** Begin Provided data **

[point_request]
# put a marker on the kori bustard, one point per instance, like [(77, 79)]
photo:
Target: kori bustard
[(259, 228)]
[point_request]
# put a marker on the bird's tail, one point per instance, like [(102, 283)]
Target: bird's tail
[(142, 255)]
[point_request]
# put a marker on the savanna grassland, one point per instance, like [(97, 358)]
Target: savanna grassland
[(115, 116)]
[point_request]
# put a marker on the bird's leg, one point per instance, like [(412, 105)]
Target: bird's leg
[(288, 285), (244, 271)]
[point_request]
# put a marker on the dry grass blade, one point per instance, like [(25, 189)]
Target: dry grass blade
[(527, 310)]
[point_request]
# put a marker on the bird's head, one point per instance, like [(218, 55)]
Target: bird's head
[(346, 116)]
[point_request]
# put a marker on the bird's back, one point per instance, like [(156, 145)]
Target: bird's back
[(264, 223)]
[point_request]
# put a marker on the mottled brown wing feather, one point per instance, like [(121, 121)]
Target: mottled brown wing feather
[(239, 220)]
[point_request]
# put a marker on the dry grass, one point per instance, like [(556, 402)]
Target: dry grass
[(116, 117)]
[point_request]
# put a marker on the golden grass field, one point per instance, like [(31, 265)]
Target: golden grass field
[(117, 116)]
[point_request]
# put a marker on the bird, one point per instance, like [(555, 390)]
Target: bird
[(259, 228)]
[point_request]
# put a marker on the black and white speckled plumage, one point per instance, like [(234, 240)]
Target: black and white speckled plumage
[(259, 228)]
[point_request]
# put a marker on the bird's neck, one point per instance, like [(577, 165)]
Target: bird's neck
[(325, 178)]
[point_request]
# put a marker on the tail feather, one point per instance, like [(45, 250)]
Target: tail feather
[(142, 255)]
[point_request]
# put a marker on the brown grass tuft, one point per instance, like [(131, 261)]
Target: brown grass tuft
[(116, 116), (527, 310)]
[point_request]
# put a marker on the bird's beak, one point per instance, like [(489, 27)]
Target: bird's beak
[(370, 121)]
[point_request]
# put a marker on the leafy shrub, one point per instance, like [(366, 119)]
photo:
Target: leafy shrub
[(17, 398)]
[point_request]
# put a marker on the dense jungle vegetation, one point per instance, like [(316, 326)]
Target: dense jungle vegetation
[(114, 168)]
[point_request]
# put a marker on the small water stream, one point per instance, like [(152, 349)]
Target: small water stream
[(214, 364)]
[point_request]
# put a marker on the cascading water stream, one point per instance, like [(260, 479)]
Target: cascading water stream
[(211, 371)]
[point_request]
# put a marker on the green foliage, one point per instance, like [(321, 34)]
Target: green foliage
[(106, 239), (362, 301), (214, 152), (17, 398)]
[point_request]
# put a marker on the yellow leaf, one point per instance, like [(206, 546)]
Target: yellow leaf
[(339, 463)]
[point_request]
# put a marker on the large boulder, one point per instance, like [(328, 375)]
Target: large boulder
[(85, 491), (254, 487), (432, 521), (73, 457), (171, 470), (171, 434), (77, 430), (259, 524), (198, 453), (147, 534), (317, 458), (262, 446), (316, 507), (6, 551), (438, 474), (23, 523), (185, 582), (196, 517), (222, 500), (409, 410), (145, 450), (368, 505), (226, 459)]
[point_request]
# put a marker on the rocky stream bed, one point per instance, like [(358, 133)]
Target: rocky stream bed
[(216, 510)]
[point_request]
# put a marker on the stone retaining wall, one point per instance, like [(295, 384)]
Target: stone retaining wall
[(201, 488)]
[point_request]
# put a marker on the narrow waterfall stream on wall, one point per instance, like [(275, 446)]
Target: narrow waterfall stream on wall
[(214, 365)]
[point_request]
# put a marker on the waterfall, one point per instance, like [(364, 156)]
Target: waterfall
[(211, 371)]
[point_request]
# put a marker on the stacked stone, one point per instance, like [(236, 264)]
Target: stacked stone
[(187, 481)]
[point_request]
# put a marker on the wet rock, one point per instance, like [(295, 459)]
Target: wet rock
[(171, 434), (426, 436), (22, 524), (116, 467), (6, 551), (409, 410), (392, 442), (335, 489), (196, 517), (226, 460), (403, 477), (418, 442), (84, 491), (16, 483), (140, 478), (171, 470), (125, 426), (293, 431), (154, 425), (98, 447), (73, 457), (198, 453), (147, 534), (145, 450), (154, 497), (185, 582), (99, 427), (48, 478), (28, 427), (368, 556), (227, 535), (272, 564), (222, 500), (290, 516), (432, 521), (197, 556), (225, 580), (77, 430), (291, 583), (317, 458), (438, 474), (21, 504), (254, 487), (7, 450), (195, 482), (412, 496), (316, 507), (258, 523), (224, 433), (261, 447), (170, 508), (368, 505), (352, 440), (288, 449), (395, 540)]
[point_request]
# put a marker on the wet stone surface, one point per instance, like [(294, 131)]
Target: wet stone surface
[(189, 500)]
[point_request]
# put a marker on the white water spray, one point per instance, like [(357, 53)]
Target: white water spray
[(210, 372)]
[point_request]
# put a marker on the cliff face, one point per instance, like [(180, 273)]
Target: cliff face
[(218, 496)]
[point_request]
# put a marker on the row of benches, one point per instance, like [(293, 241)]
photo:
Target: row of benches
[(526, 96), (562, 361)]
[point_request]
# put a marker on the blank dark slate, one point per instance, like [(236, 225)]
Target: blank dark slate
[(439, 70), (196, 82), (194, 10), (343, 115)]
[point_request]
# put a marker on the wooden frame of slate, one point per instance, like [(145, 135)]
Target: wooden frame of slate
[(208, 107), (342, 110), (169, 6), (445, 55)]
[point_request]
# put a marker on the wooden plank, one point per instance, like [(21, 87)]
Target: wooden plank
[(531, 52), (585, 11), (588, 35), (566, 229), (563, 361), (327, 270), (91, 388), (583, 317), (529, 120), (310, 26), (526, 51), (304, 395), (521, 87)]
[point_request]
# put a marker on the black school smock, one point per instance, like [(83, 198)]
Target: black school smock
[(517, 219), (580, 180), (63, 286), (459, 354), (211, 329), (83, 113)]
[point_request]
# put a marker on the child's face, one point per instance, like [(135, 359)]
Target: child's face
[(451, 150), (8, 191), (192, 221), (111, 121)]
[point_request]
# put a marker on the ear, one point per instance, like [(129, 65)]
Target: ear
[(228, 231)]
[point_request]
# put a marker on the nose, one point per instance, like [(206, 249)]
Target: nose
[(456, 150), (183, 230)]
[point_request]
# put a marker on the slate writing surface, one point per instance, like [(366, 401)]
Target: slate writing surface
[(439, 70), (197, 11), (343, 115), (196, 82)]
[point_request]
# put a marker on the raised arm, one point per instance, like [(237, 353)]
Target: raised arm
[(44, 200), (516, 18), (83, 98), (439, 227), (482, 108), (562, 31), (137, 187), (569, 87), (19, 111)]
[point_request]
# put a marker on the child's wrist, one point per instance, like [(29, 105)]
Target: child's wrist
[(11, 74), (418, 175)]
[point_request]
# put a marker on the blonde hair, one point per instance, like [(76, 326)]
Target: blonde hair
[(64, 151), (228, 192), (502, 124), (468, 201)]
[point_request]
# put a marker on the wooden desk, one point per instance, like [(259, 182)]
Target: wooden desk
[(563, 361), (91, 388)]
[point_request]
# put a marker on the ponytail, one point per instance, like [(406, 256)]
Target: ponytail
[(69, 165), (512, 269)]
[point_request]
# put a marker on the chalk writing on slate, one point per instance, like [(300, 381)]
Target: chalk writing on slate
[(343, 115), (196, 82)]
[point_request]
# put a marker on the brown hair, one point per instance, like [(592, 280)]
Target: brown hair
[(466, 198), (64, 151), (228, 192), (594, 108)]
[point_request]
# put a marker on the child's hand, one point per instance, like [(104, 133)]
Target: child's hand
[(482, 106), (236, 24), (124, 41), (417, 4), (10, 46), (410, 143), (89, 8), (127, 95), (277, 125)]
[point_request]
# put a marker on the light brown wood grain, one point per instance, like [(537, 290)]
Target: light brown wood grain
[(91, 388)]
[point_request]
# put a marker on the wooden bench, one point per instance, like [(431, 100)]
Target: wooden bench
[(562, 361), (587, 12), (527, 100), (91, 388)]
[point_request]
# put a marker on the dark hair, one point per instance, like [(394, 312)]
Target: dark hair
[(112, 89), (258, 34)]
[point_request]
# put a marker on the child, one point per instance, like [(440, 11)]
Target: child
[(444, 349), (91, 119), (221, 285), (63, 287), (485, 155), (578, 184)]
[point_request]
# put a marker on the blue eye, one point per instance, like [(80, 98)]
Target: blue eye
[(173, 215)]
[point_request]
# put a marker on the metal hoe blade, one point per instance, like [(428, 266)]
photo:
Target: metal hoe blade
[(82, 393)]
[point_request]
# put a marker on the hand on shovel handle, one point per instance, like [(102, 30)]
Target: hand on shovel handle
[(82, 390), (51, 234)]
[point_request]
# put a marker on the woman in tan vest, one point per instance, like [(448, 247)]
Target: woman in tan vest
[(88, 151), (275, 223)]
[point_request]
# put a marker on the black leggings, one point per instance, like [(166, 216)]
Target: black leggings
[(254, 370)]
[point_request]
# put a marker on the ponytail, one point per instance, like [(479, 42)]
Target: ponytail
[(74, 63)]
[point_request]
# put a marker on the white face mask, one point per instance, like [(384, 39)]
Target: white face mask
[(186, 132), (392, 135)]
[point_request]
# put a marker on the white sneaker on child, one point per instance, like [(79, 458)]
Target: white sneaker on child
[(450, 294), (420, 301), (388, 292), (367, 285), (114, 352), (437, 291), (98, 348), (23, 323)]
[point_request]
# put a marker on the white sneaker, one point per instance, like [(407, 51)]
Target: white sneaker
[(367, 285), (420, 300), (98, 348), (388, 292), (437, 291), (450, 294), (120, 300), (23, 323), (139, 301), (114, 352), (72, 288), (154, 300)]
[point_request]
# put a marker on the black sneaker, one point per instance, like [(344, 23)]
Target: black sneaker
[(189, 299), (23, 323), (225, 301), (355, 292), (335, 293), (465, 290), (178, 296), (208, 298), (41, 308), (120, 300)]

** End Provided data **

### Task requirements
Format the entries from their first line through the line containing "[(288, 285), (244, 271)]", inclusive, as a JSON list of strings with one string per line. Leave out any blank lines.

### Result
[
  "[point_request]",
  "# put a marker on the kori bustard, one point per instance, like [(77, 79)]",
  "photo:",
  "Target: kori bustard",
  "[(259, 228)]",
  "[point_request]",
  "# put a marker on the bird's tail, one point per instance, like [(102, 283)]",
  "Target: bird's tail",
  "[(142, 255)]",
  "[point_request]",
  "# put a marker on the savanna grassland, one point per instance, like [(97, 358)]",
  "Target: savanna grassland",
  "[(115, 116)]",
  "[point_request]",
  "# put a marker on the bird's leg, one point per instance, like [(412, 105)]",
  "Target: bird's leg",
  "[(288, 285), (244, 271)]"
]